[ポインティング用データセットの行]
□ □ □ □ □

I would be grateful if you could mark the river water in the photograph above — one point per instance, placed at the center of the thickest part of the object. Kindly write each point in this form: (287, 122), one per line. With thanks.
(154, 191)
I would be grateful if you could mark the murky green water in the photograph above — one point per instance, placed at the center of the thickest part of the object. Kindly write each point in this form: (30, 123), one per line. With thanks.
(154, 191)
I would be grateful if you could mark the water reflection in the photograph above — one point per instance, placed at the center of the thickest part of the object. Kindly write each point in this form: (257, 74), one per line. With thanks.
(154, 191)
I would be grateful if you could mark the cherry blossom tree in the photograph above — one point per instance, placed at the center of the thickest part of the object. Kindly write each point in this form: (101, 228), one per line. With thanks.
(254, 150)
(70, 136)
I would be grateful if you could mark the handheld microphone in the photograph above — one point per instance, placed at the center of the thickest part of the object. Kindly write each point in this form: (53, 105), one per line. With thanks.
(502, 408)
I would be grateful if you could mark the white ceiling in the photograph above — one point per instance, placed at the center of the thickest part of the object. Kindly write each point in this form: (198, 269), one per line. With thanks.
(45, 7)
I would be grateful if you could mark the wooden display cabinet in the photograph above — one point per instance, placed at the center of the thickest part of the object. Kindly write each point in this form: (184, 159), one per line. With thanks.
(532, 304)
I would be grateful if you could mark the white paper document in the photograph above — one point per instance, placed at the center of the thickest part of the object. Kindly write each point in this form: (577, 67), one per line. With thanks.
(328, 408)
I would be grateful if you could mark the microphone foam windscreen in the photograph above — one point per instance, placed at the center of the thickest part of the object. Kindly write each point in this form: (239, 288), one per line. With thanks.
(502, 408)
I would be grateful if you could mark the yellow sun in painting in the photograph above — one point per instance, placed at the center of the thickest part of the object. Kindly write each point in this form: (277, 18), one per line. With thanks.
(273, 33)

□ □ □ □ □

作業内容 —
上のすべての行を、空行を除いて、「番号」と「行の内容」の二列からなるMarkdownの表に書き直しなさい。

解答 —
| 番号 | 行の内容 |
|---|---|
| 1 | I would be grateful if you could mark the river water in the photograph above — one point per instance, placed at the center of the thickest part of the object. Kindly write each point in this form: (287, 122), one per line. With thanks. |
| 2 | (154, 191) |
| 3 | I would be grateful if you could mark the murky green water in the photograph above — one point per instance, placed at the center of the thickest part of the object. Kindly write each point in this form: (30, 123), one per line. With thanks. |
| 4 | (154, 191) |
| 5 | I would be grateful if you could mark the water reflection in the photograph above — one point per instance, placed at the center of the thickest part of the object. Kindly write each point in this form: (257, 74), one per line. With thanks. |
| 6 | (154, 191) |
| 7 | I would be grateful if you could mark the cherry blossom tree in the photograph above — one point per instance, placed at the center of the thickest part of the object. Kindly write each point in this form: (101, 228), one per line. With thanks. |
| 8 | (254, 150) |
| 9 | (70, 136) |
| 10 | I would be grateful if you could mark the handheld microphone in the photograph above — one point per instance, placed at the center of the thickest part of the object. Kindly write each point in this form: (53, 105), one per line. With thanks. |
| 11 | (502, 408) |
| 12 | I would be grateful if you could mark the white ceiling in the photograph above — one point per instance, placed at the center of the thickest part of the object. Kindly write each point in this form: (198, 269), one per line. With thanks. |
| 13 | (45, 7) |
| 14 | I would be grateful if you could mark the wooden display cabinet in the photograph above — one point per instance, placed at the center of the thickest part of the object. Kindly write each point in this form: (184, 159), one per line. With thanks. |
| 15 | (532, 304) |
| 16 | I would be grateful if you could mark the white paper document in the photograph above — one point per instance, placed at the center of the thickest part of the object. Kindly write each point in this form: (577, 67), one per line. With thanks. |
| 17 | (328, 408) |
| 18 | I would be grateful if you could mark the microphone foam windscreen in the photograph above — one point per instance, placed at the center of the thickest part of the object. Kindly write each point in this form: (239, 288), one per line. With thanks. |
| 19 | (502, 408) |
| 20 | I would be grateful if you could mark the yellow sun in painting in the photograph above — one point per instance, placed at the center of the thickest part of the object. Kindly write each point in this form: (277, 18), one per line. With thanks. |
| 21 | (273, 33) |